* _What is being asked_:
Add -76 to every x and y coordinate in the answers of the items below. Write out every line of the items again, not only the answers.
## Start Records for the exercise
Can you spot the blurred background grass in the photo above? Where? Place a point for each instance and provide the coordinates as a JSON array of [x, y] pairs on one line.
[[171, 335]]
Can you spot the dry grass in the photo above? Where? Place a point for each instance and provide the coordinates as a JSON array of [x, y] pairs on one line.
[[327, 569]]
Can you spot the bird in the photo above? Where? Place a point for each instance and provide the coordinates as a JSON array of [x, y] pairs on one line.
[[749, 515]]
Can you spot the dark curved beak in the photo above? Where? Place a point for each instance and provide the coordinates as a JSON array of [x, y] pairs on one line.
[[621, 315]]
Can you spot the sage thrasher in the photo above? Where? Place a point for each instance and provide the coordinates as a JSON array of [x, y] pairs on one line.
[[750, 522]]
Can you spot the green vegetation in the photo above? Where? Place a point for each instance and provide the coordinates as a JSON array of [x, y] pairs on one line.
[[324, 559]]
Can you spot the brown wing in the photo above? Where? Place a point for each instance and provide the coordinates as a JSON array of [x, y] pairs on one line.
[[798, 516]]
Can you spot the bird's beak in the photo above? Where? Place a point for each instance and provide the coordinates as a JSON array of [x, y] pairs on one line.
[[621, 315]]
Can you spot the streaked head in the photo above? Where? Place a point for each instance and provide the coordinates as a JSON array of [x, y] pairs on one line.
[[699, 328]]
## End Records for the exercise
* _Output_:
Can you spot the blurred background grass in the photo above? Where? Place a point for each instance and provide the coordinates as a JSON array of [x, y] pairs on one line.
[[95, 259]]
Can you spot the dry grass in the photo above? Where? Place a point for each instance and provide the coordinates as a JSON array of [x, y] pairs on one line.
[[251, 493]]
Can you spot the bird in the photo above? Where? Place a point for each instance and provide the coordinates as a JSON array of [x, y] pairs on one line.
[[673, 439]]
Can you spot the dark curved beak in the photo above? Where? Place a point for each instance and provide the coordinates as a JSON array of [x, y] pairs on one line.
[[545, 239]]
Can you spot the sage thrasher in the photo above? Where? Place a point for each instance and provide the coordinates as a JSON array of [x, y] pairs on one line.
[[674, 446]]
Can you spot the green vegetation in the photo above? Where? Place a point for each instance and provide the coordinates as a JSON array of [x, y] pairs on one line.
[[248, 483]]
Can you spot the brown wing in the photo above? Where? Place a point for each instance and provide the coordinates as a JSON array of [x, y] pairs on one line.
[[722, 440]]
Can you spot the bird's beak in the photo above? Where? Place a point for each instance and provide the coordinates as a JSON array of [x, y] pairs on one line.
[[545, 239]]
Can you spot the streaked head in the photo above? Where? Place a point for each instance and provide the coordinates as a JSON array of [x, y] pairs on one line.
[[623, 252]]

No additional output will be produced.